> _Some records_
********

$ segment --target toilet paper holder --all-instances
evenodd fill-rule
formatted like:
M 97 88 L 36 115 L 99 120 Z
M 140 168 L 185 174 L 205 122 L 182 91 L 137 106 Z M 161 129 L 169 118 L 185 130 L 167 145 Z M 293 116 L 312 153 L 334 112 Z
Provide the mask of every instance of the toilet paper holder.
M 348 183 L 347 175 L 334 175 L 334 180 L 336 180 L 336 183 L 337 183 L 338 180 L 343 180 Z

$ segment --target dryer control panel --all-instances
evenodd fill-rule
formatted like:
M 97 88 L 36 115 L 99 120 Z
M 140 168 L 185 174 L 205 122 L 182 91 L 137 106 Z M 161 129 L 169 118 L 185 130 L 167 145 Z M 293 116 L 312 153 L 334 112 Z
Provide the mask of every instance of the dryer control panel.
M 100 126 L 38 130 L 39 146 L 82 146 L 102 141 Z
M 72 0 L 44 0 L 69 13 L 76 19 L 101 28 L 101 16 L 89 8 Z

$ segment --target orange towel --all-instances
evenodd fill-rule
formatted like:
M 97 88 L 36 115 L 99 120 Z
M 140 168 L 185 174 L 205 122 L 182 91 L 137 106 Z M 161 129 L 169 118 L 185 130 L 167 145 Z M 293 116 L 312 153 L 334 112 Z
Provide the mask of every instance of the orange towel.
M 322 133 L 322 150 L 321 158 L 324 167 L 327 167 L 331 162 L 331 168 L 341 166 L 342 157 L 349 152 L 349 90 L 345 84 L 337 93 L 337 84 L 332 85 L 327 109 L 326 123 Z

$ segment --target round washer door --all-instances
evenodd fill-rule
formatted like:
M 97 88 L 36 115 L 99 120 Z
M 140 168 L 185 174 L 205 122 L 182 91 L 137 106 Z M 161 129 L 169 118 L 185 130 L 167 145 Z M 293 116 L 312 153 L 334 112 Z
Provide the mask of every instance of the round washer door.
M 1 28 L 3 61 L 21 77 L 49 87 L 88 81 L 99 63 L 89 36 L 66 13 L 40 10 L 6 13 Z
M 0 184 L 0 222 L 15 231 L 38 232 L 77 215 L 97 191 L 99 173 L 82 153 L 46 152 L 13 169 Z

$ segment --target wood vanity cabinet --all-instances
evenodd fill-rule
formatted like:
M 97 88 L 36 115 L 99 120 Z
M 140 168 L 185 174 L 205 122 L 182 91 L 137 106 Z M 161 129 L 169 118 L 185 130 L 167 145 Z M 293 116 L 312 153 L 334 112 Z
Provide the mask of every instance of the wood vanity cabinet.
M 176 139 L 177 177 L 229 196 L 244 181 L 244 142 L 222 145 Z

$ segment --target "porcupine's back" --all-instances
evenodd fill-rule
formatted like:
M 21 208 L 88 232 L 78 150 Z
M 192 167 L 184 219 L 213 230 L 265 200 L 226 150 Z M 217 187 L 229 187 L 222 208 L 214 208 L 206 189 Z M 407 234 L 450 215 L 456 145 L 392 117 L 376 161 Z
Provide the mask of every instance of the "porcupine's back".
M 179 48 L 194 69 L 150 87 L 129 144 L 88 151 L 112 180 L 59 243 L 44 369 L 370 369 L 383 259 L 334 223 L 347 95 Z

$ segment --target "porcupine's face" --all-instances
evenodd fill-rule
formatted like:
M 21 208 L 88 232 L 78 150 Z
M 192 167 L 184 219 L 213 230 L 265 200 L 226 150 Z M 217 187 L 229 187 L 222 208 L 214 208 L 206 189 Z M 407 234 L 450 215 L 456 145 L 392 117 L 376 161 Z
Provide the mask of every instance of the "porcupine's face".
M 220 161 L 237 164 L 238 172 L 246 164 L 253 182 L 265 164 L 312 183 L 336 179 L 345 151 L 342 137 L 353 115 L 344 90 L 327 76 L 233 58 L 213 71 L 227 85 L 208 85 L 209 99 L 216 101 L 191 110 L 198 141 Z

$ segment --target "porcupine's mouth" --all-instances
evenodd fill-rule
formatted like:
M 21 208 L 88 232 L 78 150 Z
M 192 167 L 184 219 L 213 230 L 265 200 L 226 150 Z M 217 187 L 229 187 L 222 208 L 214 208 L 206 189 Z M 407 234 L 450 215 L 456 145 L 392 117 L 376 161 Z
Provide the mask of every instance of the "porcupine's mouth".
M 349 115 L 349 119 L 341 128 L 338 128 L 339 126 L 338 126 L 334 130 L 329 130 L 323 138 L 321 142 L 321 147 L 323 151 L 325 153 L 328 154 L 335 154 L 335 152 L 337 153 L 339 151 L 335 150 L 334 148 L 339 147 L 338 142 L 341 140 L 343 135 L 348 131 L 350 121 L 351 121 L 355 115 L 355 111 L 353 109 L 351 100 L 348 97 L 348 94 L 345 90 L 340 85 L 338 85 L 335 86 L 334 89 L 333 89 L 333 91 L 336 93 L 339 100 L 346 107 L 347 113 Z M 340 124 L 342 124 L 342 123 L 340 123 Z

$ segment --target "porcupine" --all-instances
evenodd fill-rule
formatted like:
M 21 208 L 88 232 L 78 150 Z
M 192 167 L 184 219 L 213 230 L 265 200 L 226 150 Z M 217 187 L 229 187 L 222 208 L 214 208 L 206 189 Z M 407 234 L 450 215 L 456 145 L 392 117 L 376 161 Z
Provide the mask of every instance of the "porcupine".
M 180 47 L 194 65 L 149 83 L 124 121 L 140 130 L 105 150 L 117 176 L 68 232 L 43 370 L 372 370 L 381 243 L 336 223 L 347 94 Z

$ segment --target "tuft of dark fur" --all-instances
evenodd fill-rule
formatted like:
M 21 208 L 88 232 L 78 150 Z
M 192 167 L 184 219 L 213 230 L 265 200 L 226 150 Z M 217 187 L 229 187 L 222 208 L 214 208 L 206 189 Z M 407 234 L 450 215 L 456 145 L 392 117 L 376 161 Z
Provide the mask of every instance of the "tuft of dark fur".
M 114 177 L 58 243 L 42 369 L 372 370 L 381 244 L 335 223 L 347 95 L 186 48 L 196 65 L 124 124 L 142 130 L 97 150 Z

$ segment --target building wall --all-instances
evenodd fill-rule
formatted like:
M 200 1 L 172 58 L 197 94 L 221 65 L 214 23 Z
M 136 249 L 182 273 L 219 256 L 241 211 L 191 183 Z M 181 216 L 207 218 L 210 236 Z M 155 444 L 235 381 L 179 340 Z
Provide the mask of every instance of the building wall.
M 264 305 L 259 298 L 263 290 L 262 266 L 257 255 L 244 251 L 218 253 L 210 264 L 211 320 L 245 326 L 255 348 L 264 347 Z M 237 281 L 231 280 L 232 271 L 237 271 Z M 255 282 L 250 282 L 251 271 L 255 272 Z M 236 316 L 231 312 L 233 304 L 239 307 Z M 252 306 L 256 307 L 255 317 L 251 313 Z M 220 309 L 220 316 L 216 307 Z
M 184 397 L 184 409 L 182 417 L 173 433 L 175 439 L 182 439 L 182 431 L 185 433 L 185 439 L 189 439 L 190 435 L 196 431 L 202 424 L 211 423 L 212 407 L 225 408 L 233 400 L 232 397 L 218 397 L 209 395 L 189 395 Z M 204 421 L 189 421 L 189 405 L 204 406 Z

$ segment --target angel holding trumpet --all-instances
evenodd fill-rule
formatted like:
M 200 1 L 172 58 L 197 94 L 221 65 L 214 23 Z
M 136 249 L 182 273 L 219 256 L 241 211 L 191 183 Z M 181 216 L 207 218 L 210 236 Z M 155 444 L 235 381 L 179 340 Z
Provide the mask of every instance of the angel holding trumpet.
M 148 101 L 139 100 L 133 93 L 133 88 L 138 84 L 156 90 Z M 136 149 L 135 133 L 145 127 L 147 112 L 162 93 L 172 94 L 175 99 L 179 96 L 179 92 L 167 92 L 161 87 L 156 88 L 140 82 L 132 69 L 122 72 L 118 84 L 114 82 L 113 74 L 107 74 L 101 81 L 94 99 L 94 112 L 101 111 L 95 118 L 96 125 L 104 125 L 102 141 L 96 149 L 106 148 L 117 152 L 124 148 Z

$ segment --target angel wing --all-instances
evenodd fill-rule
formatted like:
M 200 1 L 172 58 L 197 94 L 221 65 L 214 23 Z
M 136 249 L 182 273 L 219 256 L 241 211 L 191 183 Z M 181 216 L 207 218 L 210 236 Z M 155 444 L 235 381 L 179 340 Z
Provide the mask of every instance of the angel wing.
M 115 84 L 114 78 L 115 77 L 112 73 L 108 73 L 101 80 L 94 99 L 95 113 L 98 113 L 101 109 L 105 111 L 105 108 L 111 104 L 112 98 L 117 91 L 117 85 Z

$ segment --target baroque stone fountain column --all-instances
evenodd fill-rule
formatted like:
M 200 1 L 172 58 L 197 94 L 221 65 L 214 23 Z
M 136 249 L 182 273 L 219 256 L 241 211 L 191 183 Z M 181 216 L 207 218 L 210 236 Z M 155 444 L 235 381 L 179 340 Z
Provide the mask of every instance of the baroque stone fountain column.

********

> _Written request_
Only the lines from the one that contains "holding trumpet --all-instances" to the end of the entries above should be given again, exactly and in full.

> _Solution_
$ segment --target angel holding trumpet --all-instances
evenodd fill-rule
formatted like:
M 200 1 L 172 58 L 197 94 L 221 65 L 214 23 Z
M 136 249 L 182 273 L 219 256 L 241 211 L 191 183 Z M 181 216 L 207 218 L 210 236 Z M 155 444 L 235 381 L 179 340 Z
Provide the mask of every instance of the angel holding trumpet.
M 148 101 L 139 100 L 133 93 L 133 88 L 138 84 L 156 90 Z M 136 149 L 135 133 L 145 127 L 147 112 L 162 93 L 172 94 L 175 99 L 179 96 L 179 92 L 167 92 L 161 87 L 156 88 L 140 82 L 132 69 L 122 72 L 118 84 L 114 82 L 113 74 L 107 74 L 101 81 L 94 99 L 94 112 L 101 111 L 95 118 L 96 125 L 104 125 L 102 141 L 96 149 L 106 148 L 117 152 L 124 148 Z

$ segment --target angel wing --all-instances
evenodd fill-rule
formatted like:
M 200 1 L 172 58 L 197 94 L 221 65 L 214 23 Z
M 136 249 L 182 273 L 219 256 L 241 211 L 191 183 Z M 181 216 L 207 218 L 210 236 Z M 155 444 L 235 381 L 179 340 Z
Provide the mask of every instance of the angel wing.
M 115 84 L 114 78 L 115 77 L 112 73 L 108 73 L 101 80 L 94 99 L 95 113 L 98 113 L 101 109 L 105 111 L 105 108 L 111 104 L 112 98 L 117 91 L 117 85 Z

$ segment --target baroque stone fountain column --all-instances
evenodd fill-rule
formatted like:
M 200 1 L 172 58 L 197 94 L 221 65 L 214 23 Z
M 136 249 L 182 273 L 219 256 L 241 211 L 191 183 Z M 181 216 L 207 218 L 210 236 Z M 155 444 L 235 381 L 179 340 Z
Provide the mask of every instance of the baroque stone fountain column.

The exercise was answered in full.